Reading text —
* * * * * * *
Markets edgy ahead of US elections – business live I The Guardian
Graeme Wearden

Analyst: Mueller investigation looms over White House

Investors are also speculating whether the midterms could intensify the legal pressure on the White House.
For the last 18 months, special counsel Robert Mueller has been investigating whether there was collusion between Donald Trump’s presidential campaign and the Russian government to affect the 2016 election, and whether obstruction of justice has taken place
There’s been little news from Mueller recently, but analysts believe the probe could burst back into the headlines after the elections. Many US newspapers have reported that Trump advisor Roger Stone is in Mueller’s cross-hairs. In August, Stone himself suggested he might soon be indicted.
As The Hill reported last weekend:Robert Mueller continues to zero in on Roger Stone as speculation builds that the special counsel could take a major overt step in his Russia investigation following the midterm elections next week.
Stone, a longtime adviser to President Trump who briefly worked on his campaign, is viewed as central to the question of what, if anything, members of the Trump campaign knew in advance about Democratic emails hacked by Russian operatives and then released by WikiLeaks.
Stephen Innes of foreign exchange trading firm OANDA says investors should keep a close eye on the Mueller probe:

The markets are understandably fidgety given the next 48 hours of headline risk....
However, flying under the radar is that these midterm elections carry a sizable legal risk for the GOP which could dent investor confidence as we will likely hear much more from Robert Mueller sooner rather than later.

Asia-Pacific stock market have closed higher tonight, apart from China which lost ground.

IGSquawk (@IGSquawk)
APAC Closing Prices:#ASX 5875.2 +0.98%#NIKKEI 22147.75 +1.14%#HSI 26120.96 +0.72%#HSHARES 10632.64 +0.83%#CSI300 3243.15 -0.60%
November 6, 2018
Here’s AFP’s take:
Asian markets mostly rose Tuesday as focus turned to the US midterm elections, which could impact Donald Trump’s presidency, while Apple suppliers suffered on reports the tech titan had cancelled plans to ramp up output of its new iPhone.

All eyes are on the US mid-term elections today, says currency expert Kit Juckes at French bank Société Générale.
He writes:

Opinion polls point to policy gridlock with a GOP Senate and DEM House, limiting the scope for further fiscal stimulus as the support from current measures fades.
* * * * * * *
Information provided —
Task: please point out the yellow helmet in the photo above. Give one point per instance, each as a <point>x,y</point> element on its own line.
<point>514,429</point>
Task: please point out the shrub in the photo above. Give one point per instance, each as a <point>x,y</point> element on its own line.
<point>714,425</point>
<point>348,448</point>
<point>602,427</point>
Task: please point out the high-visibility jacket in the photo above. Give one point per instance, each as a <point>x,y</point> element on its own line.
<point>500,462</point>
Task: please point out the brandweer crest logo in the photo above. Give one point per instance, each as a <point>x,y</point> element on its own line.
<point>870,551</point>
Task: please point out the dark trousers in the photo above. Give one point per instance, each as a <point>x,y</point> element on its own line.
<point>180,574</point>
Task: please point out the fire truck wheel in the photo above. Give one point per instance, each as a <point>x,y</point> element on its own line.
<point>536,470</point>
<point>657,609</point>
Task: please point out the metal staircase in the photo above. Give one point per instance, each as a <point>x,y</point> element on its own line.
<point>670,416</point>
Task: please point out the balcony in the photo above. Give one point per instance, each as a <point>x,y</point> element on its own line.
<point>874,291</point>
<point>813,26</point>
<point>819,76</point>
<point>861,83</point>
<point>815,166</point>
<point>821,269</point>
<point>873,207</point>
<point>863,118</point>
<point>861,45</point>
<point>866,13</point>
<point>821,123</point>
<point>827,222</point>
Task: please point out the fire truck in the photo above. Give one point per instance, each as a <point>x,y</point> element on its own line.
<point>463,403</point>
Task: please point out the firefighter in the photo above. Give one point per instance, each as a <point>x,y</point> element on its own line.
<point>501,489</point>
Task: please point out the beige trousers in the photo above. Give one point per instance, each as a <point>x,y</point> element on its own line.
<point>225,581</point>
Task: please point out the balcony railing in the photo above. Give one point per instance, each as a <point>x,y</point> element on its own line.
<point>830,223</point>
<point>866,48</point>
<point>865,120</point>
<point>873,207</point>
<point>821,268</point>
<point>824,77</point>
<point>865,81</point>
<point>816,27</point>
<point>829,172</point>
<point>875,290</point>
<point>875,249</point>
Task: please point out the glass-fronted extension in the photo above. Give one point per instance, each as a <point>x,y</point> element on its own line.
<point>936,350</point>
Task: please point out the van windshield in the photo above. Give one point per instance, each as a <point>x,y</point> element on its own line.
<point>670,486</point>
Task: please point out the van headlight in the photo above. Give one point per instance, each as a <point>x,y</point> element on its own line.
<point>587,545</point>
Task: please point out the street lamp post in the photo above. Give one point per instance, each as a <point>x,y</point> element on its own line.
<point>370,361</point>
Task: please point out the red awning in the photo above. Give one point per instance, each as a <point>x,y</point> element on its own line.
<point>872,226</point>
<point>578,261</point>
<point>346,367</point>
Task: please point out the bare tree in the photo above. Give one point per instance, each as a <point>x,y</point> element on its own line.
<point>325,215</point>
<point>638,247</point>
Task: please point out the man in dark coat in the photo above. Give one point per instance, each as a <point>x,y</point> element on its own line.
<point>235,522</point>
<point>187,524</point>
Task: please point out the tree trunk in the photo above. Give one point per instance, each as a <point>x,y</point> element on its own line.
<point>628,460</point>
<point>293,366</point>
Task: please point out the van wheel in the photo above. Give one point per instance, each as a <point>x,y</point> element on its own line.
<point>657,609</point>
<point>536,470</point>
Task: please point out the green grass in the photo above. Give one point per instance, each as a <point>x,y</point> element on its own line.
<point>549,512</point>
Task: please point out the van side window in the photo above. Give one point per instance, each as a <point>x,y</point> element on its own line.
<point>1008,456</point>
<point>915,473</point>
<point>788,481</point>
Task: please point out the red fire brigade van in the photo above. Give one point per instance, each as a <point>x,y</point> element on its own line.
* * * * * * *
Tasks to complete —
**A.** Check three statements against the article about markets before the US midterms above: (i) every Asia-Pacific market, China included, closed higher; (ii) Roger Stone briefly worked on Trump's campaign; (iii) Stephen Innes works for Société Générale. Answer yes or no for each, and quote the words from the article that decide it.
**B.** Pick up the article about markets before the US midterms right after its last sentence and carry it on for a few sentences in the same style.

Solved problems —
**A.**
(i) No: "apart from China which lost ground."
(ii) Yes: "who briefly worked on his campaign"
(iii) No: "Stephen Innes of foreign exchange trading firm OANDA"

**B.**
That’s the corner-stone of what feels like a consensual view that growth will slow, and rate speak (near 3%) in late 2019, supporting the dollar now, but pointing to a turn in its trend in the second half of 2019.
Juckes says there are two scenarios which would really rock the markets [reminder, the Republicans currently hold the upper and lower houses of Congress]
  • DEM Senate and DEM House: This would be the most dollar bearish scenario, trigger fears of a lame duck presidency and potential impeachment proceedings. While the Fed would continue the tightening path, political confrontation in Washington would weigh on the dollar.
  • GOP Senate and GOP House (least likely): An all-Republican Congress is the scenario would elicit the strongest market reaction, with the dollar rallying on expectations of further fiscal stimulus.

As Donald Trump never tires of pointing out, the US stock market has surged by around 40% since his shock election win two years ago.
That’s largely due to the tax cuts which the president pushed through last year, which boosted company profits. That’s catnip to Wall Street (other Trump policies, such as his anti-immigration rhetoric, don’t move the markets)
That fiscal stimulus is also inflationary, meaning the US Federal Reserve is under pressure to keep raising US interest rates.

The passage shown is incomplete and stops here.